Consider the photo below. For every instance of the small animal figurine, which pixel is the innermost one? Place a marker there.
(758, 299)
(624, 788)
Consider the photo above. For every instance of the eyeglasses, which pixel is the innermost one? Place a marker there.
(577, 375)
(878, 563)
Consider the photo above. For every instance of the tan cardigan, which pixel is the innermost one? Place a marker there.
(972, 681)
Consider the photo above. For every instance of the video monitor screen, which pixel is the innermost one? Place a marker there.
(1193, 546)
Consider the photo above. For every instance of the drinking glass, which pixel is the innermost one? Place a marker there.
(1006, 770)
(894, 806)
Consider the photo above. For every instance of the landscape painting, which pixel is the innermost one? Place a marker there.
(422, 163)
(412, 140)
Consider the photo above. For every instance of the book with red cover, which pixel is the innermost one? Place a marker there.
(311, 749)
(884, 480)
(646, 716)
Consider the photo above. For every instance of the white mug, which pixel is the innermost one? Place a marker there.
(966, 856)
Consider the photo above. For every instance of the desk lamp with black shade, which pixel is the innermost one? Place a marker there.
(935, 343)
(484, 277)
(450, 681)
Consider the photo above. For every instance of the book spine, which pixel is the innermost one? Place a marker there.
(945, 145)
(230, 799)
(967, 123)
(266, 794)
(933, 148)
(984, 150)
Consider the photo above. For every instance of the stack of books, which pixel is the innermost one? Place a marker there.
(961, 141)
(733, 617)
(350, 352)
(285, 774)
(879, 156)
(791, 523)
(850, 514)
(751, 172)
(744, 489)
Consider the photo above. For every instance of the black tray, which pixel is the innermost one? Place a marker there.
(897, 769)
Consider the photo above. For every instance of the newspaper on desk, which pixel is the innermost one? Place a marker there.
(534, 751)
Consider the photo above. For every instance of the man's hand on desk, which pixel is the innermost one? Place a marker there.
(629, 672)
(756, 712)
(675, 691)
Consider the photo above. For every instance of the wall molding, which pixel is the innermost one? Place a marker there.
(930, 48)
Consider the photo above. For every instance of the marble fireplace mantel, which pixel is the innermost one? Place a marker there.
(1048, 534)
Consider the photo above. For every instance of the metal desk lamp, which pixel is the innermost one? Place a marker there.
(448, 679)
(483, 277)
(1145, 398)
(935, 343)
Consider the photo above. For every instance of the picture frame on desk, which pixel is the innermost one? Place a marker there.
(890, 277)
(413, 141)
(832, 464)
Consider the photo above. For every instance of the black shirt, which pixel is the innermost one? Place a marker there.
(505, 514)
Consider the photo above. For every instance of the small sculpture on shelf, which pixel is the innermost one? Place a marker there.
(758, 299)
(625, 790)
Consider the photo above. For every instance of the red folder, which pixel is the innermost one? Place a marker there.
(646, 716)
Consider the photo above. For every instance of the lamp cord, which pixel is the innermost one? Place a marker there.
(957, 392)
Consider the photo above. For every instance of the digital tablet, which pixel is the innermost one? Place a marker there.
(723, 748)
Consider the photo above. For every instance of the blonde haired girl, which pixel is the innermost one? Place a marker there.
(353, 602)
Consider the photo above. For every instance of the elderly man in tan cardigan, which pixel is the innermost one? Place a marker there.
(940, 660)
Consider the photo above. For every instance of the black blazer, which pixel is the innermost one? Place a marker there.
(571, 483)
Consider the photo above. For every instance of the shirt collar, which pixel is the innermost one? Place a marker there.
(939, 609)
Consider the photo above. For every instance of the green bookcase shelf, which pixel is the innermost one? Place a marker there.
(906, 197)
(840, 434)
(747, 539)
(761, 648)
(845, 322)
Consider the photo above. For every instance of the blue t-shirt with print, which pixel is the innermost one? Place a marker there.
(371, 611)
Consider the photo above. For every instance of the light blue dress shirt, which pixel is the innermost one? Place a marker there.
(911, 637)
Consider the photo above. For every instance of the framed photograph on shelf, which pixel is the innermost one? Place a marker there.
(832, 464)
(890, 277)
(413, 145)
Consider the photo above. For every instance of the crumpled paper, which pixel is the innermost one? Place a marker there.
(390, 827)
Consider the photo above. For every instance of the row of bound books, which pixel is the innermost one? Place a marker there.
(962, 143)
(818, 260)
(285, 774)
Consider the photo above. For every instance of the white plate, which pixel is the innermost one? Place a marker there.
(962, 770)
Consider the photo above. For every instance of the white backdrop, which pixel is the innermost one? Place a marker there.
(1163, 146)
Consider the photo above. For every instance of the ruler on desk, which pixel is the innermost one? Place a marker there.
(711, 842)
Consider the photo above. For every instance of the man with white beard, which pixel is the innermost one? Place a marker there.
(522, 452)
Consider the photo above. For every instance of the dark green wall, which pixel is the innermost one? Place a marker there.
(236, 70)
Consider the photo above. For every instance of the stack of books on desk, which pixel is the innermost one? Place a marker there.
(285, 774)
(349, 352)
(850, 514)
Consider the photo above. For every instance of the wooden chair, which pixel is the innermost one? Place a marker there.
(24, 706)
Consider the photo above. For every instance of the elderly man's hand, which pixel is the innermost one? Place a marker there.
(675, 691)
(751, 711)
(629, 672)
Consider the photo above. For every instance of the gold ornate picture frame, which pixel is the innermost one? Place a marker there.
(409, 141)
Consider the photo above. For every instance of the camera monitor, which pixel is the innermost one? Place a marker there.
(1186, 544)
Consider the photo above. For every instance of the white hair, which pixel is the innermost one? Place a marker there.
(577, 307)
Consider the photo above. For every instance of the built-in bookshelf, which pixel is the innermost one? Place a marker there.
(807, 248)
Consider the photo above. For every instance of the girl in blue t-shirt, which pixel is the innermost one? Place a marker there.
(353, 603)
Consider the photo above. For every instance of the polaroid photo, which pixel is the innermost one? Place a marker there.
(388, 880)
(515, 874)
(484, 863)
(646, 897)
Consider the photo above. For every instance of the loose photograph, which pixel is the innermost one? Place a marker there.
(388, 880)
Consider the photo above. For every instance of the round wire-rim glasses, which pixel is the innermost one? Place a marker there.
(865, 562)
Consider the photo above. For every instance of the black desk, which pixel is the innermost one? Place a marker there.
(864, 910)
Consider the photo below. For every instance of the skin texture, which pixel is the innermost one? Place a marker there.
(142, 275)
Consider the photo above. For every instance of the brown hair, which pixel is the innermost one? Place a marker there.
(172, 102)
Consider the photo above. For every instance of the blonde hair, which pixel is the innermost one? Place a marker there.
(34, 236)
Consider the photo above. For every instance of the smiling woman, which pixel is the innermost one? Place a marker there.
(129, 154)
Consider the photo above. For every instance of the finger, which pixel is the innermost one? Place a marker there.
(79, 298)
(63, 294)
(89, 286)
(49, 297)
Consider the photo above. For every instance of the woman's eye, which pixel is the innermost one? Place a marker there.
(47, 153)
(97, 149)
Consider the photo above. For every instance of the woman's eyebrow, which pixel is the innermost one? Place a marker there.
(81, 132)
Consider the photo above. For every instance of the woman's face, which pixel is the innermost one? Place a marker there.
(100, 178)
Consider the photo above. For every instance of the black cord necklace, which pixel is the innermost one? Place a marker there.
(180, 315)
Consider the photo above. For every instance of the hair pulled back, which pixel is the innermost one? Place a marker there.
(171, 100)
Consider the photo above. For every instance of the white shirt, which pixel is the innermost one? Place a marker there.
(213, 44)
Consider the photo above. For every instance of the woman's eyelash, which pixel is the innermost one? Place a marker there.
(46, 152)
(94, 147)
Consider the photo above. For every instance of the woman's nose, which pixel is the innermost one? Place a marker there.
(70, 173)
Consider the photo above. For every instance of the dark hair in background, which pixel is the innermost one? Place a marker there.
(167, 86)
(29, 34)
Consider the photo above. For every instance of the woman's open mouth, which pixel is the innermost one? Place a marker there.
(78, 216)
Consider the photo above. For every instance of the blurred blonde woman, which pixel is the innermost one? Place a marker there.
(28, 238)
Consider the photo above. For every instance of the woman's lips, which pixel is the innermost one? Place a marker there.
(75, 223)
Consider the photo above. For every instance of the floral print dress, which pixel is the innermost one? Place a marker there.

• • • • • • •

Assigned task
Only the lines from the one holding "woman's lips, which" through the final line of the entries, both included, should be given again, word for word.

Task result
Consider the photo above. For every instance of the woman's lips, which pixel is the innermost one? Place a marker there.
(75, 223)
Consider the photo above. For every instance of the floral print dress, which pixel is the innermost one? Place a marker there.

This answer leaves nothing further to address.